-- start RECORDED INFORMATION --
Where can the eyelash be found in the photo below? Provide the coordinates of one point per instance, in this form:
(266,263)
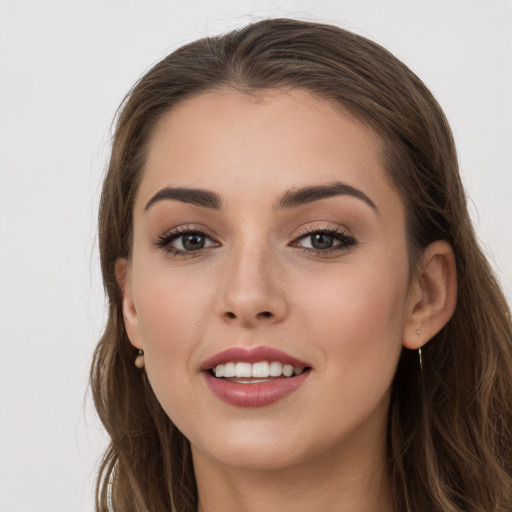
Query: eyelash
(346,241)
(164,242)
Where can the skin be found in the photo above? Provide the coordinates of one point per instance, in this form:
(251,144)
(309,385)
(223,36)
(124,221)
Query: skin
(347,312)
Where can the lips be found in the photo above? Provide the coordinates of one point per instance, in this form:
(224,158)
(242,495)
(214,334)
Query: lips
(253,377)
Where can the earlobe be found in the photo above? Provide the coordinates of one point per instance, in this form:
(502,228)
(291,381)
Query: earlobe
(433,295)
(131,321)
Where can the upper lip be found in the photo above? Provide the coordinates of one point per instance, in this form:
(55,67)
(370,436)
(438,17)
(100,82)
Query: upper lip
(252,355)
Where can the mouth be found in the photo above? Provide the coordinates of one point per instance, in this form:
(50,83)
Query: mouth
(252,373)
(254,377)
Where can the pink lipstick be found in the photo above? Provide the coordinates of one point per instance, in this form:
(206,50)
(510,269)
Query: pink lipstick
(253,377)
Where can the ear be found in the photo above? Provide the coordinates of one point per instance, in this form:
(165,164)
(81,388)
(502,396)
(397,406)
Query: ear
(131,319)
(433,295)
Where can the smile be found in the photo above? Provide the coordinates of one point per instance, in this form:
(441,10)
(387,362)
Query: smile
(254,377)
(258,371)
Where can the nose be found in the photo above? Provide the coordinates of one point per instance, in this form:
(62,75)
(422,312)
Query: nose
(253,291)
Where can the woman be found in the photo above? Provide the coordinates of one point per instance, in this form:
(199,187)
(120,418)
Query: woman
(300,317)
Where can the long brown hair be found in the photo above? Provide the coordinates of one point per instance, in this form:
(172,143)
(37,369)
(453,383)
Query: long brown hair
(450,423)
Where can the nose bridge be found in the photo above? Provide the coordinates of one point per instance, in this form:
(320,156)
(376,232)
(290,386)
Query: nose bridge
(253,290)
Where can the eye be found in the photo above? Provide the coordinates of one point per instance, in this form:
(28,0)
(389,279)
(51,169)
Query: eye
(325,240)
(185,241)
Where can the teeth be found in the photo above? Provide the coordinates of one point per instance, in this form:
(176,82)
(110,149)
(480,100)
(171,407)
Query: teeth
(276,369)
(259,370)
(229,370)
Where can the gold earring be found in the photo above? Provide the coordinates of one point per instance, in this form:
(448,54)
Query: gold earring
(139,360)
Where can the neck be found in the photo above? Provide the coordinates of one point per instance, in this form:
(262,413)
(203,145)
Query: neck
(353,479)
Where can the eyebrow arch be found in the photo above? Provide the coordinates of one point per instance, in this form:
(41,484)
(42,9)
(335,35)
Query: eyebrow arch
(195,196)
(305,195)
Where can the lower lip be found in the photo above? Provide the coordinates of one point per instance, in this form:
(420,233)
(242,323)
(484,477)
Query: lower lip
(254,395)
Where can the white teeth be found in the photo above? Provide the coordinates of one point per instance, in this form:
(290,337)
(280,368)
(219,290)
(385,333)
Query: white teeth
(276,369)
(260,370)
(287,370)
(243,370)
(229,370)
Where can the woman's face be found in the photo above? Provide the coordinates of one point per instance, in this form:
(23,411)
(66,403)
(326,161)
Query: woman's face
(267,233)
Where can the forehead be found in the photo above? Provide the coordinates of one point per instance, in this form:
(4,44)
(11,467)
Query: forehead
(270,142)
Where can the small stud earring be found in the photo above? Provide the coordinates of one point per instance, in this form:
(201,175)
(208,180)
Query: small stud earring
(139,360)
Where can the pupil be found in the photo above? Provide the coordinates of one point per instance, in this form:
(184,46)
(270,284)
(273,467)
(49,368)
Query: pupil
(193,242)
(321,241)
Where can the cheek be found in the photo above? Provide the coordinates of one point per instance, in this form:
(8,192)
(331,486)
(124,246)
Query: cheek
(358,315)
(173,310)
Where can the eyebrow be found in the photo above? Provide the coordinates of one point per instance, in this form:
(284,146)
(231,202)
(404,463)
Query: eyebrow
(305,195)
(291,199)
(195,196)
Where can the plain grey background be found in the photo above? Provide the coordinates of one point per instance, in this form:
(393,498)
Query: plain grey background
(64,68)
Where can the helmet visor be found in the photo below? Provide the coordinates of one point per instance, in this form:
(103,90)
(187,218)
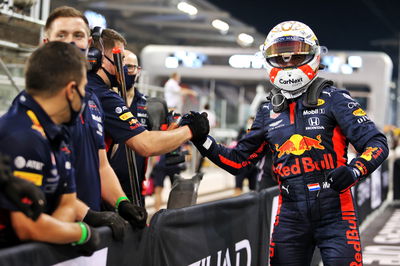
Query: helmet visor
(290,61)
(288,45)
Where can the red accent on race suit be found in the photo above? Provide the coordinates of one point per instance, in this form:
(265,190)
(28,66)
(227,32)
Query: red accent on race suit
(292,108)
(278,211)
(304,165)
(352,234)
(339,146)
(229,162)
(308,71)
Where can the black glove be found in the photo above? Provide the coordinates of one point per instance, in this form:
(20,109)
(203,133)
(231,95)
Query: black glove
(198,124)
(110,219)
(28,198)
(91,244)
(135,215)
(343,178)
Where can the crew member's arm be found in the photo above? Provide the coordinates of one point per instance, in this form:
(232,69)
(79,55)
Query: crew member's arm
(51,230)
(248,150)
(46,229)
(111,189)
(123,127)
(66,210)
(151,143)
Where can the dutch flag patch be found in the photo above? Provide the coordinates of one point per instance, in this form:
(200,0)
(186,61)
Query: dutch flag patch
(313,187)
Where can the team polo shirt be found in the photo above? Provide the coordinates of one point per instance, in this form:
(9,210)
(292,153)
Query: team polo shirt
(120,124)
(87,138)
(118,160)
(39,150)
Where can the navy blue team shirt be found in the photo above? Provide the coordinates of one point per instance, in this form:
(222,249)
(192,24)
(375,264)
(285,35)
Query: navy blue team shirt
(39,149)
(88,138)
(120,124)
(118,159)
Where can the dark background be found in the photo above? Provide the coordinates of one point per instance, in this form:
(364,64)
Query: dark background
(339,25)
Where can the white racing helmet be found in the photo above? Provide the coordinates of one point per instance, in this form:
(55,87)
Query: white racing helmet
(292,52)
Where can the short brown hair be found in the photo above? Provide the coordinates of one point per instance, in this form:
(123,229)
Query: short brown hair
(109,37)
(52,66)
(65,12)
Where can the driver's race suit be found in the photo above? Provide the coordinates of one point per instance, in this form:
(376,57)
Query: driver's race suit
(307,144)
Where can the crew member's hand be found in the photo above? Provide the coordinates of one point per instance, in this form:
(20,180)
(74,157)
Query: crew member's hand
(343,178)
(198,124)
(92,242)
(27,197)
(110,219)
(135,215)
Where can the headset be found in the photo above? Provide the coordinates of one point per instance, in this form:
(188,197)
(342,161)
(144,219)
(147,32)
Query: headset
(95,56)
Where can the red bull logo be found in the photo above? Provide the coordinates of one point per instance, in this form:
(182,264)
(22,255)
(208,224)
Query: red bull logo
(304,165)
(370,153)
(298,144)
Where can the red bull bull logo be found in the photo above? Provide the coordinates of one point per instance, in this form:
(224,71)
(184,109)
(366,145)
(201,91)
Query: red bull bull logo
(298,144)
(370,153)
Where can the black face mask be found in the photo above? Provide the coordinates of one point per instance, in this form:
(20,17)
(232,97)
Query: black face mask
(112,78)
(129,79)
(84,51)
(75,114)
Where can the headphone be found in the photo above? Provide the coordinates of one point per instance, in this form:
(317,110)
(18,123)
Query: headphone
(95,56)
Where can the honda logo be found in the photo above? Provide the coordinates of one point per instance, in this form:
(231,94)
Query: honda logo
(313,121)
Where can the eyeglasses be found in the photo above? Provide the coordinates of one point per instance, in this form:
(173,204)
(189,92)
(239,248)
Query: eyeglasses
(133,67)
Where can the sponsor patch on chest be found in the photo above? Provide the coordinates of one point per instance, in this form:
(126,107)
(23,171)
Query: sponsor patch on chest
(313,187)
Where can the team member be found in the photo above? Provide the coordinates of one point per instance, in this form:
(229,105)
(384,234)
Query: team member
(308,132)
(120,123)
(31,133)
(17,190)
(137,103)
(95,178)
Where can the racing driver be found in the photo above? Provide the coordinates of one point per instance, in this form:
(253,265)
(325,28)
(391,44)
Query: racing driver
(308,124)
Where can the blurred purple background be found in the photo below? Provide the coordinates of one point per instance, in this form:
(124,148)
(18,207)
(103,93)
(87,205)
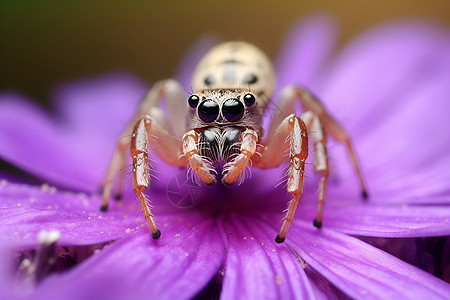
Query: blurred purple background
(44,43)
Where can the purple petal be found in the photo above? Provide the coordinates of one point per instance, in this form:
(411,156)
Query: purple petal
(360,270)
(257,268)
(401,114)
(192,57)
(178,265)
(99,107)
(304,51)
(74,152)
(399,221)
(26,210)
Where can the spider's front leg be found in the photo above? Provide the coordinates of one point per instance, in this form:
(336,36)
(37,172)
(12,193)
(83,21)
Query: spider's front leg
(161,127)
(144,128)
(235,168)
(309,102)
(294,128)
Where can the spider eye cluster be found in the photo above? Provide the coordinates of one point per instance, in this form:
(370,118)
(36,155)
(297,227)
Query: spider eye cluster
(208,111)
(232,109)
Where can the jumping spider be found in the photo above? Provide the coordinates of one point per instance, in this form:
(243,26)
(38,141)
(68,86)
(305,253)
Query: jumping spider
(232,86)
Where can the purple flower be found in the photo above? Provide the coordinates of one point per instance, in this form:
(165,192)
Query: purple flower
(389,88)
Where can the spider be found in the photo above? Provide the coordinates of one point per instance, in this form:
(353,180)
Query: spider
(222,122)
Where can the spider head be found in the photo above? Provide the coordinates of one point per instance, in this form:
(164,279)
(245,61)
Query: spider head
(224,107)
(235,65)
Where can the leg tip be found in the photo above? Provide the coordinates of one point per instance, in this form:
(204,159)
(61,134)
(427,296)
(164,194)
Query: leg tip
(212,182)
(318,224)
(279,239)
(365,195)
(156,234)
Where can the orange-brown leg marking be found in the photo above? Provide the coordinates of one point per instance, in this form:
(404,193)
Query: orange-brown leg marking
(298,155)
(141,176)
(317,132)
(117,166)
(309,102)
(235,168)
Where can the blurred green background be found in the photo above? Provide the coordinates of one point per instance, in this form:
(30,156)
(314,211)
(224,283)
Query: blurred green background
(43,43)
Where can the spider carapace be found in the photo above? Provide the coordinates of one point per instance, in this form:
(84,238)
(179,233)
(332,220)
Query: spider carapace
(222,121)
-- end RECORDED INFORMATION --
- **WHAT THE EXERCISE ASKS**
Repeat the rows from the line with "Where can the orange-brown" through the end of the rows, keeping both ends.

- **RESPONSE TO THIS EXERCISE**
Where can the orange-brown leg marking be found in the photo above? Provide the coordinates of one point per instance, in this form:
(404,193)
Query: orange-brown leg marking
(298,155)
(141,176)
(317,132)
(117,166)
(309,102)
(235,168)
Where can the blurred green background be found in the photo above? Provide the coordinates of one point per instance, in this form:
(30,156)
(314,211)
(224,283)
Query: blurred green background
(43,43)
Where can the spider carapace be found in the photo above? Provide the coordinates of one point per instance, in this form:
(84,238)
(179,233)
(332,220)
Query: spider carapace
(222,121)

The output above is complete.